Extrait du document>
Tales Of Faith And Lunacy

Label : Nasoni Records / BloodRock Records / Anacortes Records
Genre : dark americana
Date de sortie : 2020/10/30
Note : 78%
Posté par : Mäx Lachaud

Tout chez Nero Kane pourrait faire penser qu’on est face à un projet américain, pourtant c’est bien d’Italie et de Milan que nous vient ce duo fort marqué par les bandes originales du duo Nick Cave / Warren Ellis et par l’esthétique american gothic. Une grosse dose de spiritualité et de religion, des évocations de déserts infinis et un sentiment crépusculaire hantent chacun des sept titres de ce second album après un premier Love In A Dying World en 2018. Entre temps, le rôle de Samantha Stella (voix, synthés, visuels) est devenu bien plus important, voire primordial, avec sa voix grave qui rappelle souvent le chant de Nico de la période The Marble Index / Desertshore. Le projet semble d’ailleurs puiser ses sources dans cette fin des années 1960, que ce soit l’approche la plus ambient du psychédélisme telle qu’on peut la trouver sur un titre comme "We Will Fall" des Stooges ou le travail d’Ennio Morricone pour de nombreux westerns spaghettis de l’époque (notamment Il Etait Une Fois Dans l’Ouest).

Produit avec élégance par Matt Bordin en Italie, l’album se présente comme une collection de ballades à la guitare, mais ces accords minimalistes sont toujours étoffés par des drones, violons (joués par Nicola Manzan, alias Bologna Violenta), claviers et couches de guitares qui, mêlées aux incantations drapées d’échos, finissent parfois par évoquer la densité des Swans (le final de "Lord Won’t Come", comme une explosion de lumière). Lettrés, les musiciens en appellent autant à la littérature médiévale (« Mechthild » inspiré par une écrivaine mystique du XIIIe siècle) qu’au roman contemporain (Cormac McCarthy pour "Lost was the Road"), et leur univers doit indéniablement beaucoup au cinéma des grands espaces. On imagine des étendues arides et poussiéreuses, un vent menaçant et un décor écrasé par le soleil. Là où on croiserait des signes religieux sur les bords des routes et où les croix sont légion.

Objectifs>
(1) Selon la critique de l'album de Nero Kane, qui a produit ce disque ?
(2) Réécrivez sous forme de liste le paragraphe de la critique de l'album de Nero Kane qui commence par « Produit avec élégance », en gardant ses faits principaux.
(3) Reprenez la critique de l'album de Nero Kane là où elle s'arrête.
Les éléments proviennent d'une autre source que la critique.

Éléments>
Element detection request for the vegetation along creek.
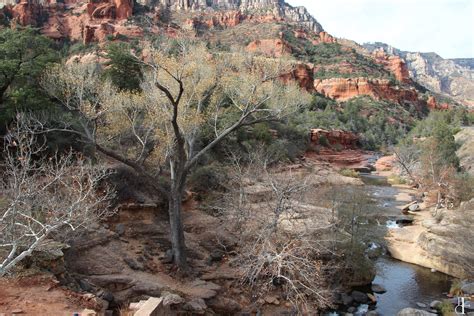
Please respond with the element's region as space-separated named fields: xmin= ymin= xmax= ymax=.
xmin=322 ymin=174 xmax=453 ymax=316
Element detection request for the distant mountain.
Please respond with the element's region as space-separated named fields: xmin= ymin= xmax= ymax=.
xmin=451 ymin=58 xmax=474 ymax=70
xmin=363 ymin=42 xmax=474 ymax=106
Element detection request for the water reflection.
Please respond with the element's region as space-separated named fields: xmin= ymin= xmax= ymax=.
xmin=374 ymin=258 xmax=451 ymax=316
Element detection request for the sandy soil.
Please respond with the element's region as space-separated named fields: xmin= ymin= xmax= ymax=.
xmin=0 ymin=275 xmax=87 ymax=316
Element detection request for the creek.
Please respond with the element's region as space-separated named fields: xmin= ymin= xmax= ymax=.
xmin=329 ymin=174 xmax=452 ymax=316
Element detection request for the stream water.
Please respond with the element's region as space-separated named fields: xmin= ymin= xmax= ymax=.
xmin=326 ymin=174 xmax=452 ymax=316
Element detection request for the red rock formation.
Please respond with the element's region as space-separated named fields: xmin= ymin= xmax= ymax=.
xmin=206 ymin=11 xmax=245 ymax=27
xmin=310 ymin=128 xmax=359 ymax=148
xmin=313 ymin=32 xmax=337 ymax=45
xmin=246 ymin=39 xmax=291 ymax=57
xmin=372 ymin=49 xmax=411 ymax=83
xmin=293 ymin=29 xmax=308 ymax=38
xmin=87 ymin=0 xmax=133 ymax=20
xmin=11 ymin=0 xmax=42 ymax=26
xmin=113 ymin=0 xmax=133 ymax=20
xmin=314 ymin=78 xmax=418 ymax=103
xmin=281 ymin=63 xmax=314 ymax=92
xmin=426 ymin=96 xmax=451 ymax=110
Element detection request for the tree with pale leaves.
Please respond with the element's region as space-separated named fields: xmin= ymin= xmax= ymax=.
xmin=0 ymin=116 xmax=114 ymax=276
xmin=43 ymin=41 xmax=310 ymax=269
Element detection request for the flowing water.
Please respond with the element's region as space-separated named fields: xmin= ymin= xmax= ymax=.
xmin=326 ymin=174 xmax=452 ymax=316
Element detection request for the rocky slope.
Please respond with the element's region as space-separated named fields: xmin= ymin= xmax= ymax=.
xmin=0 ymin=0 xmax=323 ymax=43
xmin=154 ymin=0 xmax=323 ymax=33
xmin=363 ymin=43 xmax=474 ymax=106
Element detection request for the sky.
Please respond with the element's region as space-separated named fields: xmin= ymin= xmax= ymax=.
xmin=286 ymin=0 xmax=474 ymax=58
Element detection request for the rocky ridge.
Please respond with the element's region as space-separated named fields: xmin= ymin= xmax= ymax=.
xmin=0 ymin=0 xmax=324 ymax=43
xmin=363 ymin=43 xmax=474 ymax=106
xmin=154 ymin=0 xmax=324 ymax=33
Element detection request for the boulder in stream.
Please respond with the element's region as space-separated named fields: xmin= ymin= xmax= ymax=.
xmin=351 ymin=291 xmax=369 ymax=304
xmin=397 ymin=307 xmax=437 ymax=316
xmin=372 ymin=283 xmax=387 ymax=294
xmin=461 ymin=283 xmax=474 ymax=295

Réponses>
(1) Matt Bordin, en Italie.

(2)
- Album produit avec élégance par Matt Bordin, en Italie.
- Une collection de ballades à la guitare aux accords minimalistes, étoffés par des drones, des violons (joués par Nicola Manzan, alias Bologna Violenta), des claviers et des couches de guitares.
- Mêlé aux incantations drapées d'échos, l'ensemble évoque parfois la densité des Swans, comme dans le final de « Lord Won't Come ».
- Références littéraires : la littérature médiévale (« Mechthild », inspiré par une écrivaine mystique du XIIIe siècle) et le roman contemporain (Cormac McCarthy pour « Lost was the Road »).
- Un univers qui doit beaucoup au cinéma des grands espaces : étendues arides et poussiéreuses, vent menaçant, décor écrasé par le soleil, signes religieux et croix au bord des routes.

(3)
Car il est question de foi ici, et des sentiments de dévotion et d’amour qui l’accompagnent parfois ("Mary of Silence", "Magdalene"). Mais derrière ces enrobages éthérés, se niche aussi une grande noirceur et la mélancolie qui fait déchoir les anges ("Angelene’s Desert").

Tales Of Faith And Lunacy nous présente ainsi des litanies lascives sur motifs simples et répétitifs qui cherchent tous à mener à une forme d’élévation. Certains pourront y trouver le spectre mélodique et spirituel d’un King Dude ou même d’un Blue Angel Lounge, mais pas de rythmes ici. Une lenteur hypnotique les a remplacés. L’énergie a laissé place à une forme de folk psychédélique qui emprunte beaucoup à la scène drone pour éveiller une imagerie dense mais comme paralysée par une canicule sans merci. Une musique qui s’apprécie en particulier au volant de sa voiture.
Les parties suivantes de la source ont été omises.